• [Task goal]
It is required that all of the data be written out exactly.

====

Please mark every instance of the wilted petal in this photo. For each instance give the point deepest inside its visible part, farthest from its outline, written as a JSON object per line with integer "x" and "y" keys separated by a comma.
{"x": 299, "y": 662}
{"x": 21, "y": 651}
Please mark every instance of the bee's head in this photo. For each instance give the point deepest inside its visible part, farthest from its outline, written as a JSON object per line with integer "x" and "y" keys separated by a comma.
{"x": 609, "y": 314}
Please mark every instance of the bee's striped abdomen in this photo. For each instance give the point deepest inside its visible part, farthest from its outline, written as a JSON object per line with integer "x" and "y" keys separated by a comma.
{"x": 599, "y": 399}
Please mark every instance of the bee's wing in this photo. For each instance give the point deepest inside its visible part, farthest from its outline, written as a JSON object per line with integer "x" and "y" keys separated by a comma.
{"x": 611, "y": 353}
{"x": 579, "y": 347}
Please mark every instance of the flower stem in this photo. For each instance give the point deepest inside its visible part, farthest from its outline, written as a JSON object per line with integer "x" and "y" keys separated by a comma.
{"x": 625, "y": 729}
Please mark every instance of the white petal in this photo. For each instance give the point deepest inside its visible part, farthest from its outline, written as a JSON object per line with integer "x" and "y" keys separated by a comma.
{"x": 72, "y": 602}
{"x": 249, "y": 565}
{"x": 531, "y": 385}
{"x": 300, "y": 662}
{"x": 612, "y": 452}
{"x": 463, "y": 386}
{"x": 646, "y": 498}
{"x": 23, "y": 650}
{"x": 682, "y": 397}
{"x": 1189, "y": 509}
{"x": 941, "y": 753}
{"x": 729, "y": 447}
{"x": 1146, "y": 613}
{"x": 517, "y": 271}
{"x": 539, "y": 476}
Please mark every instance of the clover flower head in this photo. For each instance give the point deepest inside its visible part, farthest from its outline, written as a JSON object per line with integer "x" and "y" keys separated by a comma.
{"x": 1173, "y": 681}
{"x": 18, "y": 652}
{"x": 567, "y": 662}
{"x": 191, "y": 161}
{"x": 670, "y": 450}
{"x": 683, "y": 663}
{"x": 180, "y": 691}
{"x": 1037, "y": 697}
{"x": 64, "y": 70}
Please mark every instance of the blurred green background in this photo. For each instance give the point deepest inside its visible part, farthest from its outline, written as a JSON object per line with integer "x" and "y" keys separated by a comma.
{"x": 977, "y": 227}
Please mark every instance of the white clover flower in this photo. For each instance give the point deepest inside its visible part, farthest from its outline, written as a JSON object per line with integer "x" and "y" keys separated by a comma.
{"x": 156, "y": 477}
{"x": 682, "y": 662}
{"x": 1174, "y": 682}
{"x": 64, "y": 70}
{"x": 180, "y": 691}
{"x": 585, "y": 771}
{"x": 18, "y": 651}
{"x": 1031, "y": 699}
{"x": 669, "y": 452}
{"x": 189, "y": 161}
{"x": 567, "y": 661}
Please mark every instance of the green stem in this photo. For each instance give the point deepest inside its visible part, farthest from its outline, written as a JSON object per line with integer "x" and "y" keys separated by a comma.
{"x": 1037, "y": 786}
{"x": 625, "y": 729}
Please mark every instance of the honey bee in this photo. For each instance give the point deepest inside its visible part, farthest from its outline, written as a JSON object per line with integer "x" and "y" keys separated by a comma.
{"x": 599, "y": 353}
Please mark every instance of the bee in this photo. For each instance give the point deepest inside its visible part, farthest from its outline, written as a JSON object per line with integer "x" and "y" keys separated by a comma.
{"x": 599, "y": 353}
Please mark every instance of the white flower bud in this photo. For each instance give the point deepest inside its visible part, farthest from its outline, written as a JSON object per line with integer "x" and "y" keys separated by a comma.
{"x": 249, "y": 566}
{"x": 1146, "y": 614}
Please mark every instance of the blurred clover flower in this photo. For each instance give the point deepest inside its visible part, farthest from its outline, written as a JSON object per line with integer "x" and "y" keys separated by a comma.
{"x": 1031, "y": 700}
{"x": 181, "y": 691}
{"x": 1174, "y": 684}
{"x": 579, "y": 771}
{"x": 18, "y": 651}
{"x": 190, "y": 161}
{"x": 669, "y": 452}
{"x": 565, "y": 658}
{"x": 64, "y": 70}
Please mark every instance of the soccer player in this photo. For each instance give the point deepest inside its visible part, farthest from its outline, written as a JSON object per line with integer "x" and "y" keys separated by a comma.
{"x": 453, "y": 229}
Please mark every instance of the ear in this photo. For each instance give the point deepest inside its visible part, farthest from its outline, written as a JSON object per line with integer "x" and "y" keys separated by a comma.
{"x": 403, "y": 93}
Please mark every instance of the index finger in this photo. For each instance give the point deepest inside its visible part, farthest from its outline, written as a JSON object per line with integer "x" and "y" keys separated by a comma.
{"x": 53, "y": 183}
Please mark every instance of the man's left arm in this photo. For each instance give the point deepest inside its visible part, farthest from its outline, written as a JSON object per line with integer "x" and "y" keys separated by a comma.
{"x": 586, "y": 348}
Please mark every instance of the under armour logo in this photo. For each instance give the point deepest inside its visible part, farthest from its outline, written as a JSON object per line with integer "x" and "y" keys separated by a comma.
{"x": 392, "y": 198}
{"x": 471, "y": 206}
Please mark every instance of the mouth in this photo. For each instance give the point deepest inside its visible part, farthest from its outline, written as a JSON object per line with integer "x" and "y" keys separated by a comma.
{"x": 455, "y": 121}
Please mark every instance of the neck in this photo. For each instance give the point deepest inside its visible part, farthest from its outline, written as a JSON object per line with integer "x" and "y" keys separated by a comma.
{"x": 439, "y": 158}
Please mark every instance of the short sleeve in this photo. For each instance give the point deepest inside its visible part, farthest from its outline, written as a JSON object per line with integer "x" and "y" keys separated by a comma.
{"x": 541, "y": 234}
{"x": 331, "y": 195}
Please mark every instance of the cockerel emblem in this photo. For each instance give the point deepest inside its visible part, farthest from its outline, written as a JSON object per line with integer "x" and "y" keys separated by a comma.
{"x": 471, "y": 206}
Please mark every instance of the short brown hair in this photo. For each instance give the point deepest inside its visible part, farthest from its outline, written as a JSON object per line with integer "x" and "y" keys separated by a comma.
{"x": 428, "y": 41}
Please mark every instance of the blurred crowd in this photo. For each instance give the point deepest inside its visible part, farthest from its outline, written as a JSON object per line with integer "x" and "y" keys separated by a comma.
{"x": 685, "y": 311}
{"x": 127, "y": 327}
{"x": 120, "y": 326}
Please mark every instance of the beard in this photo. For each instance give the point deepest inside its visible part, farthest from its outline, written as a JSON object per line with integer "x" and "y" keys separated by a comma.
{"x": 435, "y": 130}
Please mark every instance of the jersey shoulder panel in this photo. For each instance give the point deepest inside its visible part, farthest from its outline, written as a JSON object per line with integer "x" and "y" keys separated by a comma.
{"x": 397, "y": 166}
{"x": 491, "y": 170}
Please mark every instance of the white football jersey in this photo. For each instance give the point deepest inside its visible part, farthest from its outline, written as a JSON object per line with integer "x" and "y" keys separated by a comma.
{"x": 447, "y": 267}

====

• [Written response]
Please mark every instance of the wilted petal in this photo. For each instance give the point deepest inside its visible part, farthest from its outline, written as a JSON object per line with integer "x" and "y" keys separated by a comma.
{"x": 299, "y": 662}
{"x": 21, "y": 651}
Please mark every instance of the bee's head in this photo. For each instance give the point deepest inside its visible part, farthest from its outline, written as a JSON object per line with integer "x" and "y" keys separated by a comma.
{"x": 609, "y": 314}
Please mark every instance of the bee's striped abdomen in this photo. For each instance give the point deepest inside its visible part, farthest from its outline, written as a JSON object per line with integer "x" and "y" keys separated by a comma.
{"x": 599, "y": 399}
Please mark every instance of the bee's wing in this photo. For each instance give the point deepest inside its visible part, farthest from its outline, written as a JSON object per line with integer "x" and "y" keys separated by a comma.
{"x": 611, "y": 353}
{"x": 579, "y": 347}
Please mark every instance of the flower stem in this photo. For each instance give the point deepest inside its visible part, farthest from its outline, written as a JSON object per line with integer "x" and "y" keys separated by a comma.
{"x": 625, "y": 729}
Please mark every instance of the white petal in this photo. For each instance give the point deepest inside its visible part, farthest from its outline, written as a JSON object per line with integer "x" and "y" keys separated by a comma.
{"x": 72, "y": 602}
{"x": 249, "y": 565}
{"x": 531, "y": 385}
{"x": 300, "y": 662}
{"x": 612, "y": 452}
{"x": 463, "y": 386}
{"x": 646, "y": 498}
{"x": 23, "y": 650}
{"x": 682, "y": 397}
{"x": 1189, "y": 509}
{"x": 941, "y": 753}
{"x": 729, "y": 447}
{"x": 1146, "y": 613}
{"x": 517, "y": 271}
{"x": 539, "y": 476}
Please mark every instance of the clover flower head in this photo. For each instance give the point deepest inside its visible part, farthest from its outline, written as a JSON object per line with integer "x" and "y" keys separated by a comma.
{"x": 1173, "y": 681}
{"x": 18, "y": 652}
{"x": 567, "y": 662}
{"x": 191, "y": 161}
{"x": 670, "y": 450}
{"x": 683, "y": 663}
{"x": 180, "y": 691}
{"x": 1037, "y": 697}
{"x": 64, "y": 70}
Please mark every instance of the blurred green background in this photo. For each instance give the point deepest inside its visible part, farthest from its outline, written as a JSON object per line with integer "x" and "y" keys separated by a comma.
{"x": 977, "y": 227}
Please mark every instance of the white clover flower in this photo. For each instance give the point deepest inside its visible part, farthest from its outline, written as a JSON object per line with integer "x" and "y" keys separated by a comma.
{"x": 156, "y": 477}
{"x": 682, "y": 662}
{"x": 1174, "y": 682}
{"x": 64, "y": 70}
{"x": 180, "y": 691}
{"x": 585, "y": 771}
{"x": 18, "y": 651}
{"x": 1031, "y": 699}
{"x": 669, "y": 452}
{"x": 189, "y": 161}
{"x": 567, "y": 661}
Please mark every instance of the green stem in this photo. For each instance give the point deepest inside its visible part, farthest from its outline, written as a JSON object per line with integer "x" and "y" keys separated by a comma.
{"x": 1037, "y": 786}
{"x": 625, "y": 729}
Please mark every instance of the honey bee in this photo. For each instance give the point deepest inside its visible part, farthest from its outline, written as a JSON object per line with integer "x" and "y" keys separated by a comma.
{"x": 599, "y": 353}
Please mark every instance of the bee in this photo. For each instance give the point deepest inside its visible part, farthest from its outline, written as a JSON object per line with integer "x" and "y" keys separated by a comma.
{"x": 599, "y": 353}
Please mark every instance of the white flower bud in this photo. For each instance give the point deepest inside its visible part, farthest from its outline, written as a JSON object per line with integer "x" and "y" keys separated by a comma.
{"x": 249, "y": 566}
{"x": 1146, "y": 614}
Please mark every instance of the blurred clover flower in this photo. For each instance give the point deepest inside its visible part, farthest from its outline, written as a JSON object per line with integer "x" and "y" keys separated by a comma.
{"x": 1031, "y": 700}
{"x": 181, "y": 691}
{"x": 1174, "y": 684}
{"x": 579, "y": 771}
{"x": 18, "y": 651}
{"x": 190, "y": 161}
{"x": 669, "y": 452}
{"x": 565, "y": 658}
{"x": 64, "y": 70}
Please mark every instance of the soccer player in this photo. For each instance give the point deepest inside its visible part, farthest from its outline, written as a JSON object per line with integer "x" and "y" keys separated by a comma.
{"x": 453, "y": 229}
Please mark every instance of the ear in this photo. For each instance give the point deepest inside its visible part, farthest from its outline, written as a JSON object per line with integer "x" and "y" keys separated by a comma.
{"x": 403, "y": 93}
Please mark every instance of the index finger in this photo. For each instance give the point deepest inside its visible part, farthest from its outline, written as a JSON object per line with integer "x" and "y" keys separated by a comma.
{"x": 53, "y": 183}
Please mark every instance of the man's left arm in this photo. For each instance give the point deepest inside its visible part, farthest from its outline, written as a JSON object per line with integer "x" and "y" keys separated by a comma.
{"x": 586, "y": 348}
Please mark every instance of the under armour logo in this photo. For each instance give the point deepest inside its visible part, farthest from its outline, written as a JSON object per line with integer "x" and "y" keys separated by a comma.
{"x": 392, "y": 198}
{"x": 471, "y": 206}
Please mark every instance of the mouth in this photo. For each instance give the point deepest inside its visible part, farthest from its outline, written as a JSON object per line with integer "x" and "y" keys separated by a comma.
{"x": 455, "y": 121}
Please mark every instance of the neck in this photo. For each instance give the point deepest inside its visible part, farthest from its outline, written as a JSON object per line with integer "x" and "y" keys separated by a comma.
{"x": 439, "y": 158}
Please mark every instance of the short sleeve in this photo. For each instance give the point deepest inside its visible part, farthest from its outline, written as a JSON object per line with integer "x" and "y" keys separated by a comma.
{"x": 541, "y": 234}
{"x": 331, "y": 195}
Please mark every instance of the cockerel emblem in this photo. For each instance give the point deepest inside its visible part, farthest from its outline, written as a JSON object per line with integer "x" and "y" keys separated by a comma.
{"x": 471, "y": 206}
Please mark every instance of the short brown hair in this photo. For each instance give the point deepest inside its visible part, farthest from its outline, written as a JSON object per line with integer "x" and "y" keys separated by a comma.
{"x": 428, "y": 41}
Please mark every instance of the blurred crowd in this photo. For each instance give the point deepest inside its visible part, farthest from its outline, written as a JSON object per line with integer "x" and "y" keys separated by a comma.
{"x": 685, "y": 311}
{"x": 127, "y": 327}
{"x": 120, "y": 326}
Please mark every instance of the beard in this photo. For each instance give the point deepest inside its visible part, farthest from its outline, written as a JSON object per line with integer "x" and "y" keys separated by a comma.
{"x": 435, "y": 130}
Please mark every instance of the jersey shoulder panel in this photo. For each instance give the point deepest inside its visible part, farthest from its outline, written as a JSON object per line with integer "x" and "y" keys separated by a comma.
{"x": 397, "y": 166}
{"x": 491, "y": 170}
Please mark every instance of the white football jersey in this photo. For each instance give the point deepest inside its visible part, farthest from its outline, written as a JSON object per line with integer "x" and "y" keys separated by a comma.
{"x": 447, "y": 267}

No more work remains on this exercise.